Rewrite every line of the items below as a numbered list, skipping any blank lines. Leave the pictures out of your answer.

Records shown ->
□ □ □
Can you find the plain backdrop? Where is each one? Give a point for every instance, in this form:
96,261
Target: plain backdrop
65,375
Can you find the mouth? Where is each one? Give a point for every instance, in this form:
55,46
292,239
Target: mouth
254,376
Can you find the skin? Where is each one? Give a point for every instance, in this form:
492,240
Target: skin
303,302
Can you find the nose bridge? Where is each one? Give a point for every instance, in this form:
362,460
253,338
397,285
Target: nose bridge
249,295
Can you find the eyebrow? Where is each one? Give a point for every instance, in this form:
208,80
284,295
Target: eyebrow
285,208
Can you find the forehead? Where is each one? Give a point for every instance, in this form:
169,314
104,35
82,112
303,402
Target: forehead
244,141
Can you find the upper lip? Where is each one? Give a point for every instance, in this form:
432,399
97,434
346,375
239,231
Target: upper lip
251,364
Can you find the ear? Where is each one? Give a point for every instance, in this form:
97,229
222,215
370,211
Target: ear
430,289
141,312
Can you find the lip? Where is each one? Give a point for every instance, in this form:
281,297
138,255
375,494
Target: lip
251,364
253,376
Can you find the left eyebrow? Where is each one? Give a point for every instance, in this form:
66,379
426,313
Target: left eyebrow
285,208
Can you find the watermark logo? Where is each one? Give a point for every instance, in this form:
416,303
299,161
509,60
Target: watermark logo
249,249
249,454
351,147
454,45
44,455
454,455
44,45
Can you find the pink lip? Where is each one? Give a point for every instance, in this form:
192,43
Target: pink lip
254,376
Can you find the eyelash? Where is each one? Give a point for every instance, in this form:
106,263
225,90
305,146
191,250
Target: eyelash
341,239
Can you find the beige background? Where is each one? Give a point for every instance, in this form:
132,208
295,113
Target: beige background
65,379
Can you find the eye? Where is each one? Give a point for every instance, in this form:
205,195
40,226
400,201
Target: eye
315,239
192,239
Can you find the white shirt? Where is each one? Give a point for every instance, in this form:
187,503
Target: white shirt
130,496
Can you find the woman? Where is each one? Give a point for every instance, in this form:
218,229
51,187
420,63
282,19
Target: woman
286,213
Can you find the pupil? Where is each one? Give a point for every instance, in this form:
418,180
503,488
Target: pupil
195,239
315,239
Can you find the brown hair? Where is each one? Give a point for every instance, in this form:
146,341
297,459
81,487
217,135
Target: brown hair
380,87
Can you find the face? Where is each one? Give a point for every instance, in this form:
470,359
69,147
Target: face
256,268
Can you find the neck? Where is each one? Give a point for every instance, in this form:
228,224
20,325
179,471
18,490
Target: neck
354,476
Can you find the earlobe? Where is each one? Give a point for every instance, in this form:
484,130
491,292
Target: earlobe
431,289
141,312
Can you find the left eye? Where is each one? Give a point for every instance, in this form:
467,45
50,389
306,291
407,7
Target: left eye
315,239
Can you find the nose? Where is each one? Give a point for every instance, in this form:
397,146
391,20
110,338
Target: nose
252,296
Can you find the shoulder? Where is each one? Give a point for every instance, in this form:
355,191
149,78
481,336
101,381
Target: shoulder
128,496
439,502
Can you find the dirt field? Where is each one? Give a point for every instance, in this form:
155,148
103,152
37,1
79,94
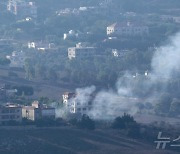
□ □ □
Output ->
1. Can you find the plain backdrop? Where is each one? Give a point for every instance, in this form:
2. 96,261
3. Target: plain backdrop
4. 65,375
5. Can you find the mouth? Where is each one? Give a point for every instance, in this form:
6. 55,46
7. 292,239
8. Target: mouth
9. 254,376
10. Can you find the skin? Where is each one? Give a point for every instance, in this form:
11. 492,240
12. Target: skin
13. 303,302
14. Can you find the nose bridge? Where is each one? Give a point for every instance, in this form:
15. 362,460
16. 253,338
17. 397,285
18. Target: nose bridge
19. 249,295
20. Can you find the eyebrow? Where is each one? Give a point for every instance, in this form:
21. 208,80
22. 284,295
23. Target: eyebrow
24. 285,208
25. Can you find the forehead? Where is each one? Give a point for every instance, in this form:
26. 169,314
27. 104,35
28. 82,112
29. 303,402
30. Target: forehead
31. 244,141
32. Can you find the upper lip? Where is each one? Give a point for every instance, in this form:
33. 432,399
34. 97,434
35. 346,375
36. 239,231
37. Target: upper lip
38. 251,364
39. Can you find the ear? Where is each one? Give a point for every instance, in this form:
40. 97,229
41. 222,215
42. 370,211
43. Target: ear
44. 430,289
45. 141,312
46. Can you find the lip? Where is each one? Give a point for every instance, in this form:
47. 281,297
48. 138,255
49. 375,494
50. Target: lip
51. 251,364
52. 253,376
53. Can you find the left eyebrow? Where is each one? Give a point for every instance, in this form:
54. 66,379
55. 426,313
56. Target: left eyebrow
57. 285,208
58. Can you find the watermark logo? Where is each one? Give a point for every instance, in this form:
59. 416,303
60. 299,161
61. 509,60
62. Target: watermark logo
63. 249,249
64. 249,454
65. 351,147
66. 454,45
67. 44,455
68. 454,455
69. 44,45
70. Can you find the pink lip? Where is each one? Give a point for every instance, in this form:
71. 192,43
72. Target: pink lip
73. 254,376
74. Can you find the eyelash? Where is each one? Give a point for every instance, in this form:
75. 106,263
76. 225,90
77. 305,146
78. 191,250
79. Target: eyelash
80. 341,239
81. Can you find the beige background? Where is each one? Give a point for every instance, in this form:
82. 132,208
83. 295,113
84. Target: beige background
85. 65,379
86. Can you find the eye? Where is each one? Give a point for every instance, in this form:
87. 205,195
88. 40,226
89. 400,201
90. Target: eye
91. 315,239
92. 192,239
93. Can you find the white shirt? Where is each one? Give a point for every instance, in this form:
94. 187,503
95. Target: white shirt
96. 130,496
97. Can you find the woman? Where is each one? Give a point for every instance, in this form:
98. 218,229
99. 51,187
100. 420,63
101. 282,19
102. Target: woman
103. 286,213
104. Can you find the pupil? Where is each one? Give a point for every instance, in this form:
105. 418,180
106. 503,488
107. Target: pupil
108. 195,239
109. 315,239
110. Can you find the brown hair? Where is each one? Give a point for every instance, in this form:
111. 146,341
112. 297,459
113. 81,487
114. 217,135
115. Target: brown hair
116. 380,87
117. Can you find the face? Where is each one? Give a point for every instance, in this form:
118. 470,359
119. 69,147
120. Target: face
121. 256,268
122. Can you find the neck? Where is each one? Give a point for every instance, in this form:
123. 228,224
124. 20,325
125. 179,471
126. 18,490
127. Target: neck
128. 354,476
129. Can you find the earlobe? Where is each one? Give a point for every instance, in this form:
130. 484,130
131. 491,292
132. Target: earlobe
133. 431,289
134. 141,312
135. Can you find the left eye? Where is each one? Give a point for every instance, in this form:
136. 467,45
137. 50,389
138. 306,291
139. 407,7
140. Target: left eye
141. 315,239
142. Can you find the nose? Where is each one? Give a point for every instance, in this form:
143. 397,146
144. 391,20
145. 110,338
146. Target: nose
147. 252,296
148. Can you find the shoulder? Where is each one? Give a point for every instance, in this form:
149. 355,191
150. 149,78
151. 481,336
152. 101,381
153. Target: shoulder
154. 128,496
155. 439,502
156. Can you find the dirt field? Where is each one? Give a point for every instance, in this form:
157. 155,148
158. 103,152
159. 37,1
160. 79,94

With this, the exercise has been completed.